— BEGIN DOCUMENT —

Grimes v. Smith

Decision Date26 November 1985
Docket NumberNo. 84-1924,84-1924
Citation776 F.2d 1359
PartiesDouglas M. GRIMES, et al., Plaintiffs-Appellants, v. William (Bill) SMITH, Jr., et al., Defendants-Appellees.
CourtU.S. Court of Appeals — Seventh Circuit

Jerald S. Meacham, Grimes & Meacham, Gary, Ind., for plaintiffs-appellants.

Rick A. Gikas, Crown Point, Ind., for defendants-appellees.

Before CUMMINGS, Chief Judge, ESCHBACH, Circuit Judge, and FAIRCHILD, Senior Circuit Judge.

ESCHBACH, Circuit Judge.

The primary question presented in this appeal is whether proof of a wholly non-racial but politically motivated conspiracy among private parties to mislead voters in a city primary election establishes a right to relief under 42 U.S.C. Sec. 1985(3). The district court held that it did not and, for the reasons stated below, we will affirm.

I

The facts of this case, which are not in dispute, 1 are set forth in the district court's opinion, 585 F.Supp. 1084 (in which it ruled on the post-verdict motions), as follows:

In Gary, winning the Democratic primary is tantamount to winning the general election. [In 1983] the Democratic primary was held on May 3. The major offices at stake were Mayor, City Clerk, and City Judge. The favorites in these races, all incumbents, were Richard Hatcher, for Mayor; Barbara Wesson, for City Clerk; and Douglas Grimes, for City Judge. Mayor Hatcher is the long-time Mayor of Gary, and the ticket of Hatcher, Wesson, and Grimes was the Administration ticket. But there were other candidates in each of these races. Entering the voting booth, a voter interested in just these three offices would have seen, reading from left to right on the voting machine, a row with 10 names in it, in groups of three, four, and three, each group being under the name of an office (in order, Mayor, City Clerk, and City Judge). To the right of all these names were the names of candidates in aldermanic races. The first three names on the ballot--Thomas Crump, Robert Gordon, and Richard Gordon Hatcher--were the candidates for Mayor. The next four--Kenneth S. Bass, John Damian, John A. Grimes, and Barbara Leek Wesson--were the candidates for City Clerk. And the next three--Lloyd Buford Fisher, Charles H. Graddick, and Douglas H. Grimes--were the candidates for City Judge. In the Mayor's race the "serious" candidates were Crump and Hatcher. They got 23,150 and 27,835 votes respectively, and the third candidate got 1,217. In the City Clerk's race Miss Wesson was the only serious candidate, and she got 26,069 votes. Bass and Damian got 3,343 and 4,192 votes respectively, and John Grimes a surprising 8,957. In the City Judge's race Douglas Grimes and Graddick were the serious candidates, and they got 19,373 and 22,174 votes respectively, and the third candidate 3,285. Graddick went on to win the general election (as did the other Democratic nominees), and he took office on January 1, 1984. Douglas Grimes brought this lawsuit shortly after the primary election and asked for a preliminary injunction to prevent Graddick from running in the general election as the Democratic nominee for City Judge; but this was denied and the matter was set for trial on the merits.

— END DOCUMENT —

### TASK DESCRIPTION
Please carry the Grimes v. Smith opinion forward from its last sentence. Nothing in the lines that come next is needed here.

— BEGIN INFORMATION SUPPLIED —

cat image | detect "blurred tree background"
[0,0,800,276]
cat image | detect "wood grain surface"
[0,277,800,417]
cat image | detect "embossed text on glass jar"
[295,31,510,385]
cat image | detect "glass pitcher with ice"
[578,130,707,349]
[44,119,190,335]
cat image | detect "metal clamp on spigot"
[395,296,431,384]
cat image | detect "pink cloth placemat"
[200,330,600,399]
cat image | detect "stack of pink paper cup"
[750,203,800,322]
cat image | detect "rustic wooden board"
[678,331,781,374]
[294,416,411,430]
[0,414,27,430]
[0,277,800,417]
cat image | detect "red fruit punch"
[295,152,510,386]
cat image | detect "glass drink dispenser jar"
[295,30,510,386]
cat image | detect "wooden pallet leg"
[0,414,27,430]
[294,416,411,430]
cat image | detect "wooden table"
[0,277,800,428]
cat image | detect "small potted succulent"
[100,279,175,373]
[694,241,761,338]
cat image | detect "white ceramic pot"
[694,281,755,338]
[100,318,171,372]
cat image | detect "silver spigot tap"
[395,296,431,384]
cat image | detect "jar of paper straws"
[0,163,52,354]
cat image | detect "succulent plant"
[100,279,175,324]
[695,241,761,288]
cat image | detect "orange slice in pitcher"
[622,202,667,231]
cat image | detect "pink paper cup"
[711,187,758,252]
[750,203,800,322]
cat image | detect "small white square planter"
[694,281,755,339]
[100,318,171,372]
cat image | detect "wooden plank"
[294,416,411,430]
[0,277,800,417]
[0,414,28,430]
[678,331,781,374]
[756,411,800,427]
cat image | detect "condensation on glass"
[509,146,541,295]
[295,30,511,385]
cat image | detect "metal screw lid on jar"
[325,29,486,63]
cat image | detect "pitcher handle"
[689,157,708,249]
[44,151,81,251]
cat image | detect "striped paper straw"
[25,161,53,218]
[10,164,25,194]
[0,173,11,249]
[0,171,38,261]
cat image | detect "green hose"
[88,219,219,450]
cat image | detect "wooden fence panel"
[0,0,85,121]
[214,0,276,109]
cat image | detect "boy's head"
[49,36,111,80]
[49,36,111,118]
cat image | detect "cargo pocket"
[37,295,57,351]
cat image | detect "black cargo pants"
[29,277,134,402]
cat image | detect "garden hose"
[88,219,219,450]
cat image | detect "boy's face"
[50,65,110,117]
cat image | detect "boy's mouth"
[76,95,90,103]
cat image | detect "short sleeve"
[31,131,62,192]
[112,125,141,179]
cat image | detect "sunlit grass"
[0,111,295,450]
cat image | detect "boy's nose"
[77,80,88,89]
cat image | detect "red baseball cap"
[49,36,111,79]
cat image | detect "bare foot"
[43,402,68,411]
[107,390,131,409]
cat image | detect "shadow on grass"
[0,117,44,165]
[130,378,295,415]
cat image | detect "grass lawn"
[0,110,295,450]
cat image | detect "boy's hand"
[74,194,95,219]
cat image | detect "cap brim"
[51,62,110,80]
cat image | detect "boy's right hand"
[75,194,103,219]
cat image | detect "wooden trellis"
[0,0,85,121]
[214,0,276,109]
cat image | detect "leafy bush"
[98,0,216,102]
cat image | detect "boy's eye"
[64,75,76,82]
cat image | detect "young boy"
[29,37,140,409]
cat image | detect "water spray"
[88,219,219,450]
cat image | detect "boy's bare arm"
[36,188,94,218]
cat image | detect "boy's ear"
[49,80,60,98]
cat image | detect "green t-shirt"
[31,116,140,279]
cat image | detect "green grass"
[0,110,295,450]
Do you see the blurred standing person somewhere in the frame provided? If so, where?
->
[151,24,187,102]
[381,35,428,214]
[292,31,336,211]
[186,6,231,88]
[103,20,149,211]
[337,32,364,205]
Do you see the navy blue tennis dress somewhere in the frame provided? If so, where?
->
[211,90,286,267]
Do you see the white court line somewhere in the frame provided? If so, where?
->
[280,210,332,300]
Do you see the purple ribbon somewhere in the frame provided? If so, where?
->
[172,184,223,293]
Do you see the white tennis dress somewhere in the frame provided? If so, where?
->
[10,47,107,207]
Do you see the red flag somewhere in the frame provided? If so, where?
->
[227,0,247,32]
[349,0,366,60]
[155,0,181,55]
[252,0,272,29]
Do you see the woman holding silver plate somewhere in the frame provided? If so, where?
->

— END INFORMATION SUPPLIED —
— BEGIN INFORMATION SUPPLIED —

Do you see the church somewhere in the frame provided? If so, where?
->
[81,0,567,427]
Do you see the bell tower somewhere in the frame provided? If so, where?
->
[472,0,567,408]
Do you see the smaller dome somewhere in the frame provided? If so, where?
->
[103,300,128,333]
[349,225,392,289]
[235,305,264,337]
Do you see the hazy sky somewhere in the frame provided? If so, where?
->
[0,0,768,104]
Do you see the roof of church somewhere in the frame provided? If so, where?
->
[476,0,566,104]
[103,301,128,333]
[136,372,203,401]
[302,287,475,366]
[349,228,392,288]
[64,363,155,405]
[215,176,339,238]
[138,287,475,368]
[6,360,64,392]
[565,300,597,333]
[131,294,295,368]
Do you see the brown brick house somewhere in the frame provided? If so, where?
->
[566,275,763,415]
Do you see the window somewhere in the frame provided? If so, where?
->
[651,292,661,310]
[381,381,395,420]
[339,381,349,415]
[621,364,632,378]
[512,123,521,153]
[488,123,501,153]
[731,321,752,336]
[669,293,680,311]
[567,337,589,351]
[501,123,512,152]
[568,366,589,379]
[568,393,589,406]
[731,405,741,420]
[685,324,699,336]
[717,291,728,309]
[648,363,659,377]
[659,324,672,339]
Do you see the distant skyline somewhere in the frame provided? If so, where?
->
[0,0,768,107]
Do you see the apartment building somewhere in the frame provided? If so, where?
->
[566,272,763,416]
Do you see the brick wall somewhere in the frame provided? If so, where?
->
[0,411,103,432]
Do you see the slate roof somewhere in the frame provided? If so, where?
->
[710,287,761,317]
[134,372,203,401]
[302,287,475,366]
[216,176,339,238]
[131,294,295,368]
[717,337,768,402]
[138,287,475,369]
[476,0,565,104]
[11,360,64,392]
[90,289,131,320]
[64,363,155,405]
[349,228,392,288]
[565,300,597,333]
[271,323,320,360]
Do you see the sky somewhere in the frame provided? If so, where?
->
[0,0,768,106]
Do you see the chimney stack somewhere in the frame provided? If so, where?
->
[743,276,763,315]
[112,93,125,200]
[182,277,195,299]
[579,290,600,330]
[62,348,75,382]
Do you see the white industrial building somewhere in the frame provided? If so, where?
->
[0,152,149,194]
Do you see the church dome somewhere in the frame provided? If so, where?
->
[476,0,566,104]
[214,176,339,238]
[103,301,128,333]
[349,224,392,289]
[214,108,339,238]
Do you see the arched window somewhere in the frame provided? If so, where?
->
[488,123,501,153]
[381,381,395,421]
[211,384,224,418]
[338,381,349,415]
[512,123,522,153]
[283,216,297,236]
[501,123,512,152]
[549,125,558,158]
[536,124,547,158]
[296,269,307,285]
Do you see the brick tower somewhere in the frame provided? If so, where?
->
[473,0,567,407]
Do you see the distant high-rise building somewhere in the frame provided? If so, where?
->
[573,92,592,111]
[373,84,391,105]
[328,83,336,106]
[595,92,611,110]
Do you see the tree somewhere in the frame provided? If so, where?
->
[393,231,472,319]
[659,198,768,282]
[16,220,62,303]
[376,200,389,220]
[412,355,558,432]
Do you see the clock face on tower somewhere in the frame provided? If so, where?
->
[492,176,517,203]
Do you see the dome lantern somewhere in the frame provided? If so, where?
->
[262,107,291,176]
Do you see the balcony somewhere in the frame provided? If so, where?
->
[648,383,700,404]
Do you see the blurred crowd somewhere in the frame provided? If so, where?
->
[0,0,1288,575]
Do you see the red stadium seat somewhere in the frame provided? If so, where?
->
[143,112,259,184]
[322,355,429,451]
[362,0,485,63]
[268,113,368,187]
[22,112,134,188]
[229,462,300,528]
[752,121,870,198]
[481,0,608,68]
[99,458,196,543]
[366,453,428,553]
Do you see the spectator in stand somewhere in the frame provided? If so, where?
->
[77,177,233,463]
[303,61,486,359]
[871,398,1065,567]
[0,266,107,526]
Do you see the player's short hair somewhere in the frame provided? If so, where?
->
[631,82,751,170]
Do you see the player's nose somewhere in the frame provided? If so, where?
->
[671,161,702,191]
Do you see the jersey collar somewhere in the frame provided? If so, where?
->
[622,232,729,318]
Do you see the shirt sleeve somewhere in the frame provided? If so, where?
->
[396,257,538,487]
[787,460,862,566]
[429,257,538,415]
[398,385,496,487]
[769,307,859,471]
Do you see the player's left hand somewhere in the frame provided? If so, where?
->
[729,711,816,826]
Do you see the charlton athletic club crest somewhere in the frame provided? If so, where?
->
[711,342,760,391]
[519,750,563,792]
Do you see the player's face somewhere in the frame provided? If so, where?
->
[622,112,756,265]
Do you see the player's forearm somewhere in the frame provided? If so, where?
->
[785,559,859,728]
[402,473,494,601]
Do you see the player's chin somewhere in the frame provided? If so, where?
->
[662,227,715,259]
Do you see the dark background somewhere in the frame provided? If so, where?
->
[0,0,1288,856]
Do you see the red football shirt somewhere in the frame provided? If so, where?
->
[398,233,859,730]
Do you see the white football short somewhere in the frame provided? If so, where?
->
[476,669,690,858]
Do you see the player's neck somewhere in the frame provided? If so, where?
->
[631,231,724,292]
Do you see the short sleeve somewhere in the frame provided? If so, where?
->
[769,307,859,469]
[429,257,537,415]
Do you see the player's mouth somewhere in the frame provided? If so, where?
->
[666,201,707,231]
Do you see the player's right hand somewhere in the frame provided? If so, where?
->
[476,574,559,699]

— END INFORMATION SUPPLIED —

### RESULT BELOW
Although John Grimes did not win the City Clerk's race, the fact that this political unknown who had done no significant campaigning got almost 9,000 votes was surprising. And since he had the same last name as Douglas Grimes, and Douglas Grimes, also contrary to expectations, lost the election for City Judge, Douglas Grimes suspected foul play and began to investigate. The investigation revealed that John Grimes (who is now 43 years old) had been at the time of the campaign and election an unemployed carpenter, almost blind as a result of glaucoma, with little education, no steady source of income (although he picked up a few dollars a week doing handyman work for his landlord, and now receives social security disability benefits), and no previous involvement in politics. He had never in his life voted in a primary or general election, and did not vote in the March 1983 primary in which he was a candidate. He has never had the faintest idea of the duties of a City Clerk. It is evident, and no one denies, that John Grimes did not stand for election to this post on his own initiative. He was put up by somebody; the question is by whom.

Defendant Michael Brown, an unemployed 27-year-old, testified that he decided to get into politics by managing someone's campaign. He knew John Grimes, though not well; and he testified that he thought that Grimes would be a good candidate for City Clerk in the May 1983 primary. He was unable to give any explanation of why he thought so, beyond remarking that he didn't think Grimes' handicap should be disqualifying. The deadline for filing as a candidate for the May primary was noon on March 4. Brown testified that he borrowed a car and drove John Grimes to the place for filing. He testified that he knew that a candidate had to be a registered voter, and learned somehow that Grimes was not registered, so the first thing they did when they arrived was to have Grimes register. He did so and then signed the filing form, which was time-stamped 11:59 a.m. on March 4.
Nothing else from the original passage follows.